╭──

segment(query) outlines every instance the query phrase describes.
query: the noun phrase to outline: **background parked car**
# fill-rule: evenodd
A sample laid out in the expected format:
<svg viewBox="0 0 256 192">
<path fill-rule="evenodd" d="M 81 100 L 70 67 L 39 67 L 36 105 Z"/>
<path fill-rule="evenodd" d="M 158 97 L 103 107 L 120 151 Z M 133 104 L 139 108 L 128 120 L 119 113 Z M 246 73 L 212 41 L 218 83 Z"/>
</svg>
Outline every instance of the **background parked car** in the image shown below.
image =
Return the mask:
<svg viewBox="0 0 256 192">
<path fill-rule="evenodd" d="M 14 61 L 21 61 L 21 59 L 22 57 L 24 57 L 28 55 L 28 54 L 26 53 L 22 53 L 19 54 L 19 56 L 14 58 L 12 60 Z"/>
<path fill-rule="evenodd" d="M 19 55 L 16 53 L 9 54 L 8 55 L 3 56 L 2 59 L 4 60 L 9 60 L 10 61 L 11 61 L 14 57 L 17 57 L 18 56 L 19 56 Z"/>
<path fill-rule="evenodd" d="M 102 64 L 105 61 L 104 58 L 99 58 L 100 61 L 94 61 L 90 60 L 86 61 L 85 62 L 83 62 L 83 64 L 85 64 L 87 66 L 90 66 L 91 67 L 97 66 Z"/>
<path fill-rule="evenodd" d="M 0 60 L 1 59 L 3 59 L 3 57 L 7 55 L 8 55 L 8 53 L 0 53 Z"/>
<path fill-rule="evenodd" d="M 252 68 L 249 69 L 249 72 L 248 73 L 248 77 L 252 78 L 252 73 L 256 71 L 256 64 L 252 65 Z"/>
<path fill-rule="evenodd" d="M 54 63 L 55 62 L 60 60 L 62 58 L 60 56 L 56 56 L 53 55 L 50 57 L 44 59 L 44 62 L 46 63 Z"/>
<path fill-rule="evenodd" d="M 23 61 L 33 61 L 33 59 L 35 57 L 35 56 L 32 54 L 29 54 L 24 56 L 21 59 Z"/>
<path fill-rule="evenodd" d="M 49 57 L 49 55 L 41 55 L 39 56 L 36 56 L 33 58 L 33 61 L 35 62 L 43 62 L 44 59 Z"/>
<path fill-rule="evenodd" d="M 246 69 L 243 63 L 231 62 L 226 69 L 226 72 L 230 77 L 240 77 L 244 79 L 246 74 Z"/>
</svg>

╰──

▶ [SHORT EXERCISE] Could you repeat the material line for line, from its very first line through the line containing "102 64 L 105", including that line?

▶ [OUTPUT OF THE EXERCISE]
segment(query) outlines every instance the query phrase describes.
query: the noun phrase to outline: **background parked car**
# fill-rule: evenodd
A sample laid out in the expected format:
<svg viewBox="0 0 256 192">
<path fill-rule="evenodd" d="M 81 100 L 70 67 L 39 67 L 36 105 Z"/>
<path fill-rule="evenodd" d="M 158 97 L 103 107 L 120 151 Z M 133 104 L 139 108 L 128 120 L 119 113 Z M 246 73 L 212 41 L 218 83 Z"/>
</svg>
Outline every instance of the **background parked car** in the image shown below.
image =
Return the mask:
<svg viewBox="0 0 256 192">
<path fill-rule="evenodd" d="M 14 61 L 21 61 L 21 59 L 22 57 L 24 57 L 28 55 L 28 54 L 26 53 L 22 53 L 19 54 L 19 56 L 14 58 L 12 60 Z"/>
<path fill-rule="evenodd" d="M 19 55 L 16 53 L 9 54 L 8 55 L 3 56 L 2 59 L 4 60 L 9 60 L 10 61 L 11 61 L 14 57 L 17 57 L 18 56 L 19 56 Z"/>
<path fill-rule="evenodd" d="M 102 64 L 105 61 L 104 58 L 99 58 L 100 61 L 94 61 L 90 60 L 86 61 L 85 62 L 83 62 L 83 64 L 85 64 L 87 66 L 90 66 L 91 67 L 97 66 Z"/>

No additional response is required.